[start TEXT SEGMENT]

Help taking the personal aspect out of this business

Stephanie1215
Level 2
New York, NY

Help taking the personal aspect out of this business

Hi Everyone

Calling all airbnb veterans to help me with this!!

I am fairly new to airbnb, about 3 months in. My struggle is trying to separate the personal from business. We live in a 2 family brownstone in Brooklyn. The apartment we rent out is recently renovated and we've put so much time, care, and attention into making this space a real home away from home. In other words, we've invested a lot more than just money. That is why I am taking it so personally when guests leave the space messier than expected, break or have things go missing without reporting it, dirtying towels and linens beyond repair with makeup, food, and who knows what else, bringing more people than expected, etc. Some of the behaviors feel as though they are being done purposefully even though I know that probably isn't the case - except for this one guest which is a whole other story. I've made sure to put in the house rules all of the expectations of the guests because we provide exceptional service to them. I am the type of person where if you're upfront with me, I will work with you. I just don't like sneakiness or if someone is trying to take advantage.

[end TEXT SEGMENT]

#### [GIVEN REQUEST A]
List every line of the listing below that contains the word "hair". Case counts.
#### [GIVEN REQUEST B]
Pick up the forum post above about keeping hosting from feeling personal and continue it from its final sentence.

[start RECORDS]

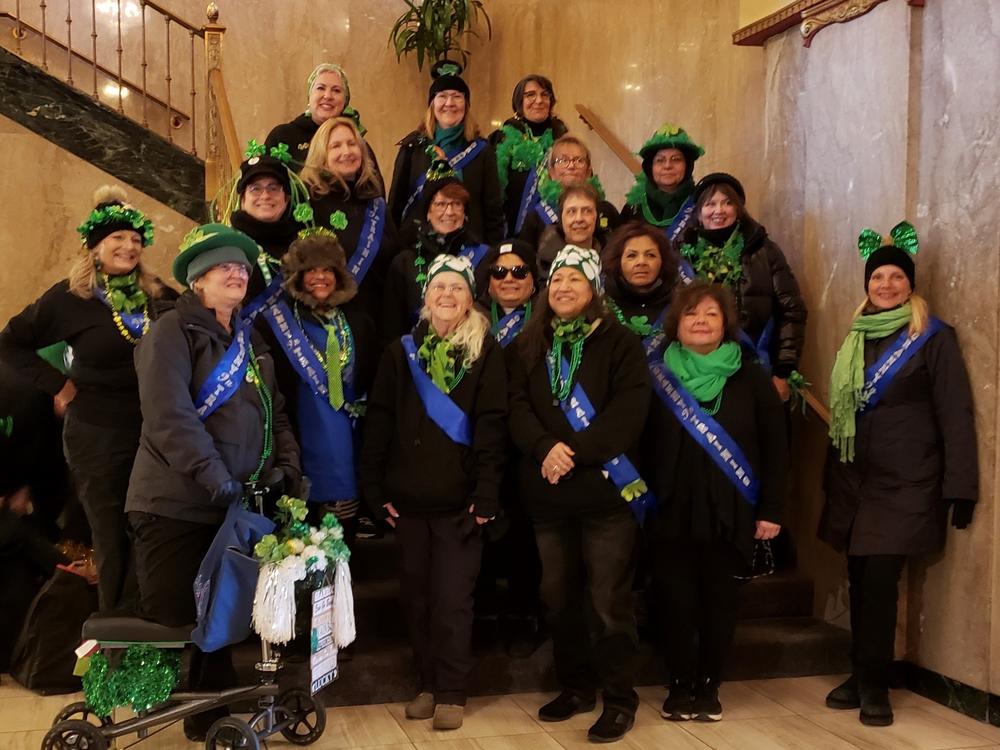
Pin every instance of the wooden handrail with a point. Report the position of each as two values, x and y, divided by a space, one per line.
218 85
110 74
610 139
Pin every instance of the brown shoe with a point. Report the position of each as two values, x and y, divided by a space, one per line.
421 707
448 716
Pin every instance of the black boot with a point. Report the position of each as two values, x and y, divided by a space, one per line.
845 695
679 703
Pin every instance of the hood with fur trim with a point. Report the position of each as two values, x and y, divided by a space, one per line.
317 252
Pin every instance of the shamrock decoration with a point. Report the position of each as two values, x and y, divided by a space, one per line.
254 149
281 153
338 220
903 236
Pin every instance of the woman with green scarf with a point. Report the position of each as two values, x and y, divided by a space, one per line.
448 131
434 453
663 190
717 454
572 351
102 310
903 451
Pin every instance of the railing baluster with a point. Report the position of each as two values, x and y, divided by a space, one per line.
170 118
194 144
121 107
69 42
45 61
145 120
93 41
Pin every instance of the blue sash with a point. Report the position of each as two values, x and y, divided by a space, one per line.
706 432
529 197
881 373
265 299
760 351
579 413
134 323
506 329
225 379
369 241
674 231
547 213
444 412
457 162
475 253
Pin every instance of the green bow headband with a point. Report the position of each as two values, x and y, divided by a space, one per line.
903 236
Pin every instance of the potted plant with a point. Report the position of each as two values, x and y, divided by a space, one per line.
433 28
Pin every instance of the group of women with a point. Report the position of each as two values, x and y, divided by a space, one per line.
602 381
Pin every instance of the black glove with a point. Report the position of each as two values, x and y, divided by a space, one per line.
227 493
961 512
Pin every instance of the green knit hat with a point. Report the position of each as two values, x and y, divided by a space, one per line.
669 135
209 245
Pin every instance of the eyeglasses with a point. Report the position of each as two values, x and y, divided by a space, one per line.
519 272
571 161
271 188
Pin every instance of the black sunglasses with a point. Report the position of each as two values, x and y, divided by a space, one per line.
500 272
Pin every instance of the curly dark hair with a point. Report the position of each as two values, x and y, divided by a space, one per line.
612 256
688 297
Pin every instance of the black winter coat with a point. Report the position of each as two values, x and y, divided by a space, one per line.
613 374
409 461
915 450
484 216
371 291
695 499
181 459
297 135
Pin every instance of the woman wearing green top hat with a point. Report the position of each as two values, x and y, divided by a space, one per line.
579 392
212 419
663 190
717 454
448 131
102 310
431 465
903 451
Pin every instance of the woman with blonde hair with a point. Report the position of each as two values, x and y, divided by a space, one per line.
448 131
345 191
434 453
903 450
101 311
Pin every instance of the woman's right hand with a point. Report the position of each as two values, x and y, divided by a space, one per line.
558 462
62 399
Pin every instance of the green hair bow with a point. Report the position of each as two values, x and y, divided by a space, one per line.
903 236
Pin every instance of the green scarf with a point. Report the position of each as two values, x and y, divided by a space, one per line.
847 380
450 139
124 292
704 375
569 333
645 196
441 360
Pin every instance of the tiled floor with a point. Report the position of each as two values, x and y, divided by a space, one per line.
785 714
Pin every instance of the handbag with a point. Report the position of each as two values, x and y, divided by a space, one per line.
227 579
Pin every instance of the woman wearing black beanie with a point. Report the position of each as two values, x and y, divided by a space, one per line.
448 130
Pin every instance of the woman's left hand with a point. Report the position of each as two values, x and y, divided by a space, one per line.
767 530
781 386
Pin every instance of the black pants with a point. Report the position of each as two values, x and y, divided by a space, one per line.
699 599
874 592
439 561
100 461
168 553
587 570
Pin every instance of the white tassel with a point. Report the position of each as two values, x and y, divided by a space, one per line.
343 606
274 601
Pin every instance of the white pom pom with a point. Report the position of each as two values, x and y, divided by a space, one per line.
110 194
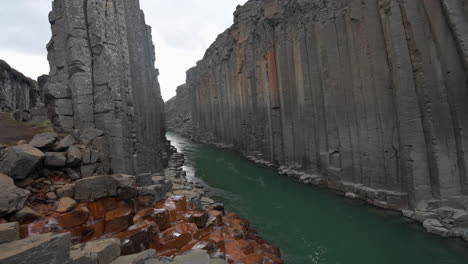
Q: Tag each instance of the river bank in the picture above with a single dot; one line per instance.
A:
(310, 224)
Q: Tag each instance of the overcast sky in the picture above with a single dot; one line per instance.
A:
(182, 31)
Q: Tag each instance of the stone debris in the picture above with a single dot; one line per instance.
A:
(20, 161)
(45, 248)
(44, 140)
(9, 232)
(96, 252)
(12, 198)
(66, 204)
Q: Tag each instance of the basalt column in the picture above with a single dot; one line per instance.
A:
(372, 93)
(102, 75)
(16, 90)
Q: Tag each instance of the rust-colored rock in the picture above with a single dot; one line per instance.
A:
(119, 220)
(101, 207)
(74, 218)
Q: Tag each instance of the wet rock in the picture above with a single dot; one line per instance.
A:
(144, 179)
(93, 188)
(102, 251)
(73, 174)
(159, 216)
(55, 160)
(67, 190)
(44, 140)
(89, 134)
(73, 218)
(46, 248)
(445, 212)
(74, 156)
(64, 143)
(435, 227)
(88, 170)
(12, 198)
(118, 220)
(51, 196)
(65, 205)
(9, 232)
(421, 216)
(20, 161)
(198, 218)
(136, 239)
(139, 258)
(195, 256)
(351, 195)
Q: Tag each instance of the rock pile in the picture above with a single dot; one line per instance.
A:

[end RECORDS]
[start RECORDS]

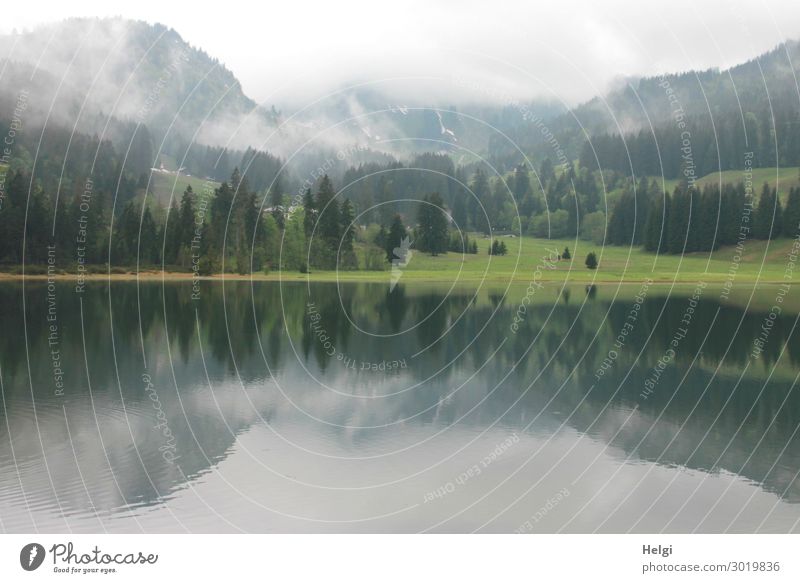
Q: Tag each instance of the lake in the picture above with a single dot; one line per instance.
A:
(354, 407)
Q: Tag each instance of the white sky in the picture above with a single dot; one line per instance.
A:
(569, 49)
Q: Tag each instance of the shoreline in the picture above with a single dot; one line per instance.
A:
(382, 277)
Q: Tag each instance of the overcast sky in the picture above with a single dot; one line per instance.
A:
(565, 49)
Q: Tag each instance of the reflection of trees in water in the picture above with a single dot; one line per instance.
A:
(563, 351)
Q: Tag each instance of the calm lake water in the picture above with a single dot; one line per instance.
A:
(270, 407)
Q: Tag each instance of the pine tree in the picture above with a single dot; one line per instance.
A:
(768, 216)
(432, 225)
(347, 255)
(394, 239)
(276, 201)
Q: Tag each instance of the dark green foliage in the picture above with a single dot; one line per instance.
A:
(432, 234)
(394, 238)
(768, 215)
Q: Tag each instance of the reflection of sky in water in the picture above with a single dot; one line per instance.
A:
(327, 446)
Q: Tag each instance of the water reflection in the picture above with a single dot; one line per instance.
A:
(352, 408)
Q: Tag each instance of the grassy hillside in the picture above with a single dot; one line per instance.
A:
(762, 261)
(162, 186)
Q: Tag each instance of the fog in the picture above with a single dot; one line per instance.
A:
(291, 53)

[end RECORDS]

#### [TASK RESULT A]
Pin every instance of the curly dark hair with a point. Report the position of each as two values, x and y, divided by a space, one per line.
Pin every instance of the woman with blonde hair with a point. Report the position of each as two values, x and y, divided by a space, one per line.
Pin every instance of the green hair bow with a point. Report the position of each as two values, x and y, divided by a space, one per line.

#### [TASK RESULT B]
I have a feeling the personal will come out of it for me eventually, but right now I'm having a hard time separating the two. After all, it is my home. And even though I am new at this, I make sure to point out certain things to the guests when I see something is not right. I'm not afraid to politely address it.

 

Also, if anyone has any good rugs and/or padding you put down for sound absorption, please share. 

Thank you so much for listening to me vent!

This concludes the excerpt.